WORK INSTRUCTIONS » What is needed is an exact copy of the whole listing below, with no pictures.

++++ RECORDS

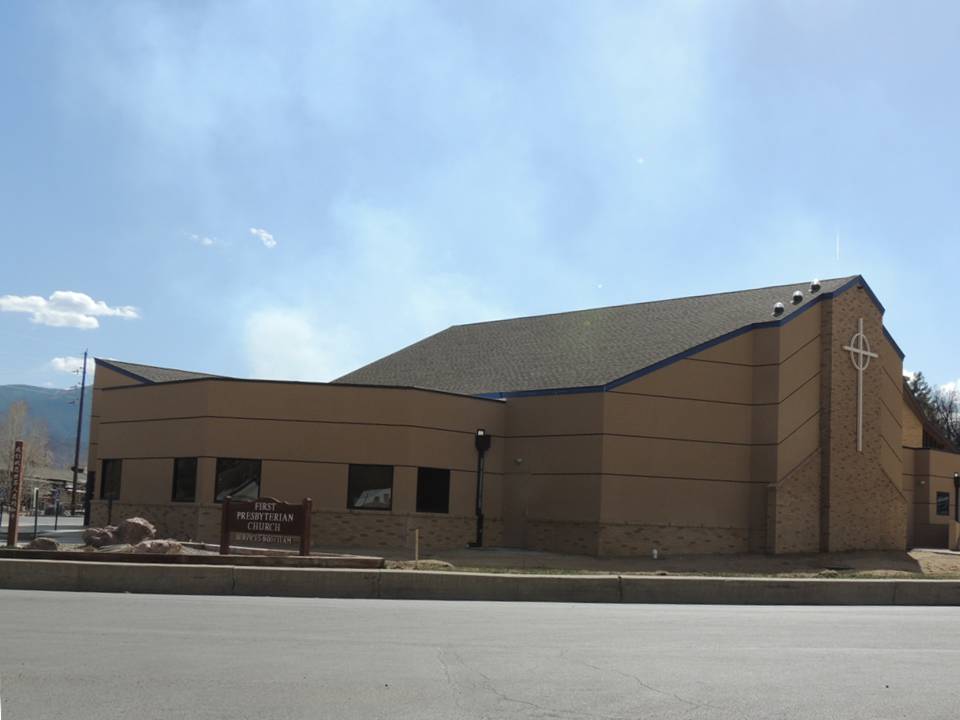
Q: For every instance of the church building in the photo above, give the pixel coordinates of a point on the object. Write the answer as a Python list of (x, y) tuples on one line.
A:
[(769, 420)]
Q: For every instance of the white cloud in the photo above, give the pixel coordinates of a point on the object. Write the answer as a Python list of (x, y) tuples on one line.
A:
[(265, 237), (72, 364), (65, 308), (286, 344)]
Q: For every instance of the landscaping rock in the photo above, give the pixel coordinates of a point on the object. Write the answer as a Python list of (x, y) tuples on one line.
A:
[(43, 544), (135, 530), (100, 537), (159, 547), (121, 547)]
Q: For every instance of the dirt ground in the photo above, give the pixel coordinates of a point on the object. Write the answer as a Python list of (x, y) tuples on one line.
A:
[(916, 563)]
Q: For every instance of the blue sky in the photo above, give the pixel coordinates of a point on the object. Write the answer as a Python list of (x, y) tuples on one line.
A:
[(291, 190)]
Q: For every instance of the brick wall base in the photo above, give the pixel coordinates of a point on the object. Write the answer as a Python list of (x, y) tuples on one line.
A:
[(634, 540)]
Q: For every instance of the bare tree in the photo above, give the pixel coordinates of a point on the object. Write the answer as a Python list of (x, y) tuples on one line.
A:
[(18, 425), (944, 409)]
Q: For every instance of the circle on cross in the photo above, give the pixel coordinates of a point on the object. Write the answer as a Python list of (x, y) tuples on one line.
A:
[(860, 351)]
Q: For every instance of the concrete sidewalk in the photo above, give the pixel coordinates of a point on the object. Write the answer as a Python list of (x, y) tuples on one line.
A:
[(420, 585)]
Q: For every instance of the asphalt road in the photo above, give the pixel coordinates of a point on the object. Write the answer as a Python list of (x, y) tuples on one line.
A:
[(98, 656)]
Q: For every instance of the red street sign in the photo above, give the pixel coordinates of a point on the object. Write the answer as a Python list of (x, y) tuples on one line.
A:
[(16, 482)]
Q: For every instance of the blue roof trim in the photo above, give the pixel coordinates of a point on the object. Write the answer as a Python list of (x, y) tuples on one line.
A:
[(855, 281), (115, 368)]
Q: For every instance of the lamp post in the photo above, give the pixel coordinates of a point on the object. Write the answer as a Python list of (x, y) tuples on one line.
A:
[(482, 442)]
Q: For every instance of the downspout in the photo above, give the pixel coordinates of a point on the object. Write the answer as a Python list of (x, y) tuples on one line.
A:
[(482, 443)]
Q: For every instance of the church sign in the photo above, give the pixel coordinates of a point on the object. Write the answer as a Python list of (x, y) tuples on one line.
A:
[(16, 484), (266, 520)]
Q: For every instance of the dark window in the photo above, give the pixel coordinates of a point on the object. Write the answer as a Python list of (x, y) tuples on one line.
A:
[(433, 490), (943, 503), (184, 479), (370, 487), (110, 479), (238, 479)]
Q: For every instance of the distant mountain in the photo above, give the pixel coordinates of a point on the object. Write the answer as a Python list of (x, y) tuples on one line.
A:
[(53, 407)]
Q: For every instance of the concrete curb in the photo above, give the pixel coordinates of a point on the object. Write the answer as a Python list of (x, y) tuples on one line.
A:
[(419, 585)]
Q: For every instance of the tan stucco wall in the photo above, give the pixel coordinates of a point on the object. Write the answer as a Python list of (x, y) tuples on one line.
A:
[(867, 508), (748, 445), (691, 449), (927, 472), (306, 435)]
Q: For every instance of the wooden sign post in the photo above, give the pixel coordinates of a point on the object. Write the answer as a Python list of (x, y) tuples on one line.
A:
[(266, 520), (16, 483)]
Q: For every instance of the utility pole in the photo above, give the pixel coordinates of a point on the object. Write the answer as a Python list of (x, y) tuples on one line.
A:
[(76, 447)]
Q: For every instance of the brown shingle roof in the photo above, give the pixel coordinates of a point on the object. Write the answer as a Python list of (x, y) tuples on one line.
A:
[(151, 373), (580, 349)]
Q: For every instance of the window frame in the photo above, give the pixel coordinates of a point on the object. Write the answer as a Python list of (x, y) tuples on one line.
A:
[(216, 478), (173, 491), (423, 477), (350, 478), (942, 496), (104, 476)]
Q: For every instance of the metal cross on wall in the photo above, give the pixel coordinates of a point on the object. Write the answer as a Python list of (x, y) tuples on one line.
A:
[(859, 349)]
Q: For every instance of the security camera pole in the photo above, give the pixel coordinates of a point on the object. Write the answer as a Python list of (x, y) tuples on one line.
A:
[(76, 447), (482, 443)]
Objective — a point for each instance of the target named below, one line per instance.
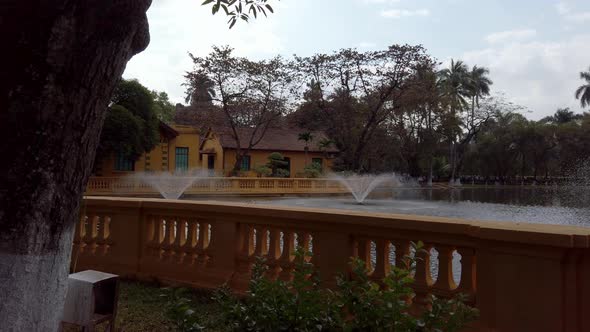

++++++++

TASK OUTPUT »
Q: For every instance of the church building in the photo above, give the pixel coordinates of a point on the object. Write the answer as a Python list of (x, y) tuples on one line.
A:
[(769, 420)]
Q: For every instance of the white cloud in the photo above, give the pixel coordinates of a point on the object. Write the answer as a Python list of (x, y) tuples on one line.
A:
[(265, 237), (72, 364), (65, 308), (286, 344)]
Q: For every instance of the landscaping rock in the photo above, give the pixel coordinates of a point on the object. Write the answer as a Python list of (x, y) tuples on one line.
A:
[(43, 544), (135, 530), (100, 537), (159, 547), (121, 547)]
Q: For every instance of the dirt ground in the photo above, give the pixel coordinates of a point on the object. Write the answer as a Python list of (x, y) tuples on one line.
A:
[(916, 563)]
Q: For every instance of the blue sky in the photo above, give the pixel coordinates of a point on the object. Write the answer as a Python list of (x, y) tuples on one line.
A:
[(291, 190)]
Q: For every instance of the brick wall base in the photo above, give the pixel coordinates of a point on the object. Write the answer as a Python list of (x, y) tuples on one line.
A:
[(634, 540)]
Q: For every instance of the bare tree in the photo above, give the pixel coordinates of a point on the object. Write the answer as a Python list of (x, y) tuples on one line.
A:
[(18, 425), (944, 409)]
Q: For every instance of the circle on cross in the photo above, give the pixel coordinates of a point on the object. Write the answer as a Python list of (x, y) tuples on one line.
A:
[(860, 351)]
Q: For every instance of the concrete sidewalk in the photo above, give the pixel coordinates of a point on the object. Write the answer as a Python list of (x, y) tuples on one line.
A:
[(420, 585)]
Q: For every instance of the asphalt road in the photo above, give the pixel coordinates of a point on the object. Write the answer as a Python list of (x, y) tuples on one line.
A:
[(98, 656)]
Q: For every instance of the red street sign in the photo above, give the pixel coordinates of a point on the object. Write the answer as a Python list of (x, y) tuples on one line.
A:
[(16, 482)]
Q: For every instance of the blue roof trim in the photo above, give the pixel coordinates of a point on the object. Write the answer as a Python list of (x, y) tuples on one line.
A:
[(855, 281), (115, 368)]
Q: For every instance of the lamp post in the photo above, give the pixel coordinates of a point on the object. Write the answer as a Python list of (x, y) tuples on one line.
A:
[(482, 442)]
Q: For every instance of the downspout in the photo above, give the pixel coordinates of a point on the object. Write the answer as a Python list of (x, y) tuples on one line.
A:
[(482, 443)]
Q: For every instance of the church sign in the photo above, give the pixel coordinates of a point on the object. Write the answer as a Python list of (x, y) tuples on one line.
A:
[(16, 484), (266, 520)]
Q: For every instance of the dark window in the photo above, give the pixel coordinates of a point on the object. Write the answer as a Python list of (x, y) tuples on one line.
A:
[(433, 490), (943, 503), (184, 479), (370, 487), (110, 479), (238, 479)]
Q: For every instance of the distant mountain in the photo above, give the pixel coordinates of a point on the object. Write the answer as a Python list of (x, y) tuples on one line.
A:
[(53, 407)]
Q: For every instance of the concrete curb in the photo above, give the pixel coordinates of a point on the object. Write the answer as a Python list of (x, y) tuples on one line.
A:
[(419, 585)]
Q: For every instance of the tan stucco wall in the photo above, give the pixel coordinates of a point on the object. Write the answer as a Python list of (x, y) tuples on one line.
A:
[(867, 508), (748, 445), (691, 449), (927, 472), (306, 435)]
Q: For every instance of the wooden sign post in the photo above, give the pixel coordinates of a point on the object. Write the answer as a Python list of (x, y) tuples on one line.
A:
[(266, 520), (16, 483)]
Q: For every instance of the utility pole in the photo above, give the pixel coordinates of a point on the object. Write the answer as a Python list of (x, y) tuples on one line.
A:
[(76, 447)]
Q: For every instance of the brown shingle roof in the photo above, give the pixel coordinates of a point on the object. Write the answer as a Python list of (x, y) tuples on one line.
A:
[(151, 373), (580, 349)]
Q: For every instance of the window frame in the photo above, give the pixel coordinates of a point on the object. Write the answer as a Python list of (x, y) tuples on one line.
A:
[(216, 478), (173, 491), (423, 477), (350, 478), (942, 496), (104, 476)]
Q: For every instance of the metal cross on wall in the photo above, give the pixel coordinates of a point on the object. Write the answer as a Python list of (x, y) tuples on one line.
A:
[(859, 349)]
Q: For every instance of the security camera pole in the photo above, give the pixel coordinates of a point on the object. Write the answer as a Python list of (x, y) tuples on one line.
A:
[(76, 447), (482, 443)]
Objective — a point for each instance of the target named below, one line per instance.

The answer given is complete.